• Exercise objective
Please copy the records starting at the line that contains "of the clear" and ending at the end of the records, with both ends included, keeping every line and leaving all other text unchanged. In the answers, multiply each x and y coordinate by 0.6 and round it to a whole number, with halves rounded up.

Collection entries:
====================
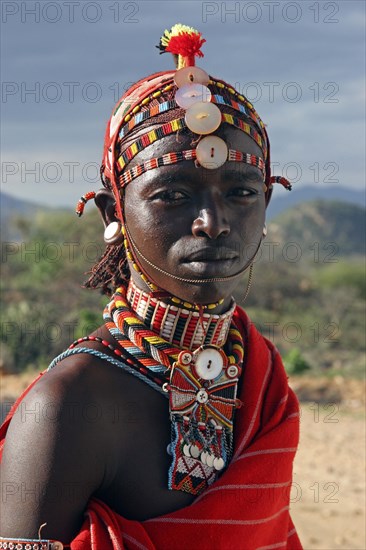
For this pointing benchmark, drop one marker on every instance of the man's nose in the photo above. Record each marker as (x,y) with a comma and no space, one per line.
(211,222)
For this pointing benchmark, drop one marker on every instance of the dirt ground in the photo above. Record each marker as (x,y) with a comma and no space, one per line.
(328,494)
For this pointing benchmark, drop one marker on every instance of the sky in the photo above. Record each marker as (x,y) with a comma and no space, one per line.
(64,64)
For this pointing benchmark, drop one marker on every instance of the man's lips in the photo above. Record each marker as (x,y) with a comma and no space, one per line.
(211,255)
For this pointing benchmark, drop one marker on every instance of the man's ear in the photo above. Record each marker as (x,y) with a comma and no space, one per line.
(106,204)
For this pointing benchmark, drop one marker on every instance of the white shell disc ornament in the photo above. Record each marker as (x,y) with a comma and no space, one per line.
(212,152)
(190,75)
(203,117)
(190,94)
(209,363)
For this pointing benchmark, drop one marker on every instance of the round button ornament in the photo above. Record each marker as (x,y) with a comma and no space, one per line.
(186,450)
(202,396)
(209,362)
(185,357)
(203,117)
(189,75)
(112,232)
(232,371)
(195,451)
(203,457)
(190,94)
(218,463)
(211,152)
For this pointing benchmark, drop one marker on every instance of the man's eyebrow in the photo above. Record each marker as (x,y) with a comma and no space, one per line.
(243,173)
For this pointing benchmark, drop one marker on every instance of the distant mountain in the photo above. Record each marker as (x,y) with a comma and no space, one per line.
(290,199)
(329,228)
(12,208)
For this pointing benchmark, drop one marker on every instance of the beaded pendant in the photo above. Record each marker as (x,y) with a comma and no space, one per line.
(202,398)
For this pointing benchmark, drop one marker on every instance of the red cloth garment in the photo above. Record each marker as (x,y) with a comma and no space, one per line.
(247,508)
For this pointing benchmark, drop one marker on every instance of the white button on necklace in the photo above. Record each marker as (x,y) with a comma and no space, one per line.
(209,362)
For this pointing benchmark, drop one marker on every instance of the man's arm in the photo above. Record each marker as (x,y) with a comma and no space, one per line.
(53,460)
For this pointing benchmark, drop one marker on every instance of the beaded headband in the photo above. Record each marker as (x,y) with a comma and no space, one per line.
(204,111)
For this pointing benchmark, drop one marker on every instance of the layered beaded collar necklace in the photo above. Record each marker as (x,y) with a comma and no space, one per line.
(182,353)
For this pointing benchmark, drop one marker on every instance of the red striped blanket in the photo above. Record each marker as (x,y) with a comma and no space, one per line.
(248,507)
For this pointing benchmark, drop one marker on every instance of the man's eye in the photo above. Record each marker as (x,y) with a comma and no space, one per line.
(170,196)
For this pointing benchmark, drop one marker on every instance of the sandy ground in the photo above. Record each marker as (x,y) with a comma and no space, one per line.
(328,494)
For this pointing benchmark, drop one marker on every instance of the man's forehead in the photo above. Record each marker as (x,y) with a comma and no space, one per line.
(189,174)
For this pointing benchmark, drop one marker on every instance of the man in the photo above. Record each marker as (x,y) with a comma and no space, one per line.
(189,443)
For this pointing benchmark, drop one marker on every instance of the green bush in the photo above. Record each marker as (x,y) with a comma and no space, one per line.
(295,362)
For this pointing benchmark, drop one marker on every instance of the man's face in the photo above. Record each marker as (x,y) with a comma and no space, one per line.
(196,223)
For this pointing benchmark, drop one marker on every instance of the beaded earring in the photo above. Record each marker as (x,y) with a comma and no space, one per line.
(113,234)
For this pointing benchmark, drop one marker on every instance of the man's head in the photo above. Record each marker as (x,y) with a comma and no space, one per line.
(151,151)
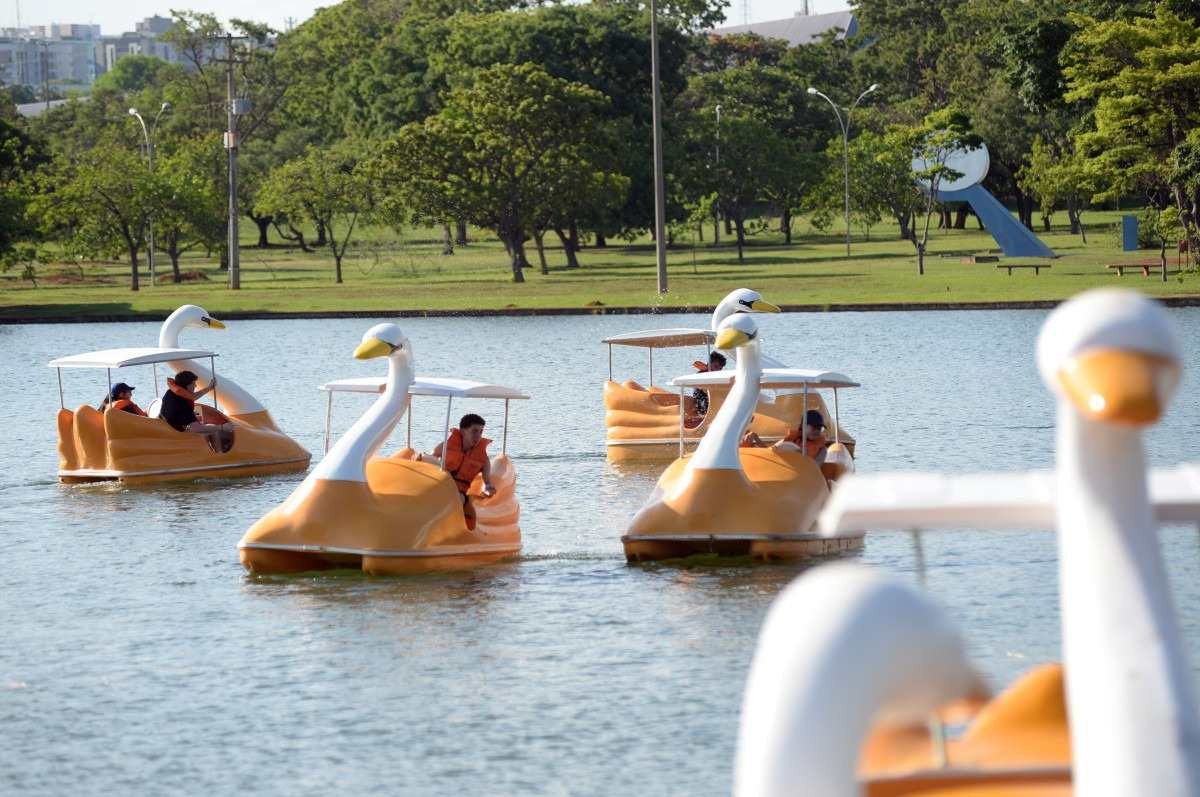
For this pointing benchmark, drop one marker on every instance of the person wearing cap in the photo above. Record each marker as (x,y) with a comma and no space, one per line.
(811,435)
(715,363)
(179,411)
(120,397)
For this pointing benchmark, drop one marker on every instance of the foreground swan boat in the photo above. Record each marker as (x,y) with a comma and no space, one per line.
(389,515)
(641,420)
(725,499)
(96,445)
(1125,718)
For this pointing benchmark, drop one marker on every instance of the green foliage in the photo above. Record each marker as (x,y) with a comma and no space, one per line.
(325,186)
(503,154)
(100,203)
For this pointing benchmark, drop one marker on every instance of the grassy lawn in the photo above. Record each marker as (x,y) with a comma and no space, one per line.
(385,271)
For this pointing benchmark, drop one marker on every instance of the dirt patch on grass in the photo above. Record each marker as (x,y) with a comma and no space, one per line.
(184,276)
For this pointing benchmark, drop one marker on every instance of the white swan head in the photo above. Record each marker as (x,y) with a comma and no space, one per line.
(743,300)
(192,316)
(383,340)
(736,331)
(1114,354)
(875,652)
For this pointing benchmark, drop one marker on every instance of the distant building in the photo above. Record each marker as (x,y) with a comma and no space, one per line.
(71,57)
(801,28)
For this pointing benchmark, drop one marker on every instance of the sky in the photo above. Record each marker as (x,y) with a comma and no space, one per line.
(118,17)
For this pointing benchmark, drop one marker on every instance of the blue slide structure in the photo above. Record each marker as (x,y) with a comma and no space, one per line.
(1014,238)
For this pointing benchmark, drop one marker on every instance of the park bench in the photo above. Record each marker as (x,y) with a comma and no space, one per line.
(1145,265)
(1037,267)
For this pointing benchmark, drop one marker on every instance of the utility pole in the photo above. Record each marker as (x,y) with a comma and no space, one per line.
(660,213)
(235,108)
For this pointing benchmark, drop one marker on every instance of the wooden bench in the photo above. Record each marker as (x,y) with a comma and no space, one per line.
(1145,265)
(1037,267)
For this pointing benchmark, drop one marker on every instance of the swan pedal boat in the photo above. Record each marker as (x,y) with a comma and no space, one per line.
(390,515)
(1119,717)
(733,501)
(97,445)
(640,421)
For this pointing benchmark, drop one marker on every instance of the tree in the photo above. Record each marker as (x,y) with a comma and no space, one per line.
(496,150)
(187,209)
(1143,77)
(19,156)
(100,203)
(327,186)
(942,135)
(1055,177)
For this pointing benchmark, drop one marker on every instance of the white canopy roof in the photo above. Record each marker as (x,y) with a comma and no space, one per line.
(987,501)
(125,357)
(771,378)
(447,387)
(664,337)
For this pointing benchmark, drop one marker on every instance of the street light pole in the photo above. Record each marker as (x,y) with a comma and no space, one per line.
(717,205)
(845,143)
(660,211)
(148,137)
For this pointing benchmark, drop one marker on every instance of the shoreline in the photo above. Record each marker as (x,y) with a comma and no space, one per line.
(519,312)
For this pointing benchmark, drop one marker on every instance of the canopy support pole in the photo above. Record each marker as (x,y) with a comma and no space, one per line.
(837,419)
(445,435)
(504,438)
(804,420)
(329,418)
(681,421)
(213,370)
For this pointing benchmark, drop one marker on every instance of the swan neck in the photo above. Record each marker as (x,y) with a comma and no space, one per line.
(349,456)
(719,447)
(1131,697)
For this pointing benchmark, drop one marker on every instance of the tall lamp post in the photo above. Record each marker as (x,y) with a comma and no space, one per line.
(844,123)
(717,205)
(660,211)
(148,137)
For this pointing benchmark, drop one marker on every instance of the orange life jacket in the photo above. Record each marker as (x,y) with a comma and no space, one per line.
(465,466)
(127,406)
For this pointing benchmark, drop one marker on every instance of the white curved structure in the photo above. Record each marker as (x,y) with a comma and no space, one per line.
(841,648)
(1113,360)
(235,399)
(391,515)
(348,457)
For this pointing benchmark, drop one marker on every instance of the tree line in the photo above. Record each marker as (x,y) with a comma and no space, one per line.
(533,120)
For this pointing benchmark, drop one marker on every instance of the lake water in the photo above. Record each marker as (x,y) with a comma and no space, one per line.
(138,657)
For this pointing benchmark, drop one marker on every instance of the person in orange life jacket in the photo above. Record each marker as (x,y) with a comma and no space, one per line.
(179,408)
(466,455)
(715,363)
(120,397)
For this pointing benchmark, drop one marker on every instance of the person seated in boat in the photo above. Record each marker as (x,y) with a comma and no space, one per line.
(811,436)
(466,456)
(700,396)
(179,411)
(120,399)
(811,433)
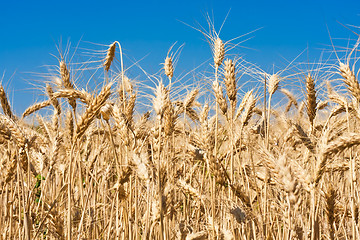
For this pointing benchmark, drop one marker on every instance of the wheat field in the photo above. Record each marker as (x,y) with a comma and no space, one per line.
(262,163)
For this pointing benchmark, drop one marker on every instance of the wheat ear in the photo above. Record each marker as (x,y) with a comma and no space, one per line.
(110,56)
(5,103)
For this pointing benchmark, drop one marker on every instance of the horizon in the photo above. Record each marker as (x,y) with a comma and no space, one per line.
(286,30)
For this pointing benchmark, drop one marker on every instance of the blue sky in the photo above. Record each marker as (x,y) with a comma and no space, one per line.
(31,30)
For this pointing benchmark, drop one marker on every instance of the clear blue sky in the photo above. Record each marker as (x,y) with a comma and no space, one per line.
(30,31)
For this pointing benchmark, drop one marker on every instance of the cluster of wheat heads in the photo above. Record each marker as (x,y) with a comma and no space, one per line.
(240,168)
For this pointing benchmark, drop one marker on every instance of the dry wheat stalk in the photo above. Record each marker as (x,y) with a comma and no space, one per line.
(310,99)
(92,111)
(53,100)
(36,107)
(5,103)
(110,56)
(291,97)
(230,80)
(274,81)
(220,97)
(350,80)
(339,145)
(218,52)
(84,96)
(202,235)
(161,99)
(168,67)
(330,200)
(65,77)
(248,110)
====================
• Output of the task
For this pointing benchmark, drop one marker on every instance of the clear blue sky in the photo above. Record each marker as (x,y) with a comma and no space, one per line.
(18,19)
For this pointing benchmark, drop one marker on every instance of the cluster of wheat heads in the photo above. Record each marker as (x,y) with a comma and no space, one per line.
(144,101)
For this pointing benchmark, drop one marker on every instance of the dry wheat stalk in the photo above. Record each marker as (x,y) with a comma and no space, one per line.
(186,59)
(55,67)
(32,60)
(22,64)
(3,62)
(66,34)
(175,58)
(138,48)
(164,49)
(132,58)
(210,48)
(203,87)
(131,31)
(50,58)
(121,141)
(97,59)
(101,40)
(198,120)
(39,46)
(149,66)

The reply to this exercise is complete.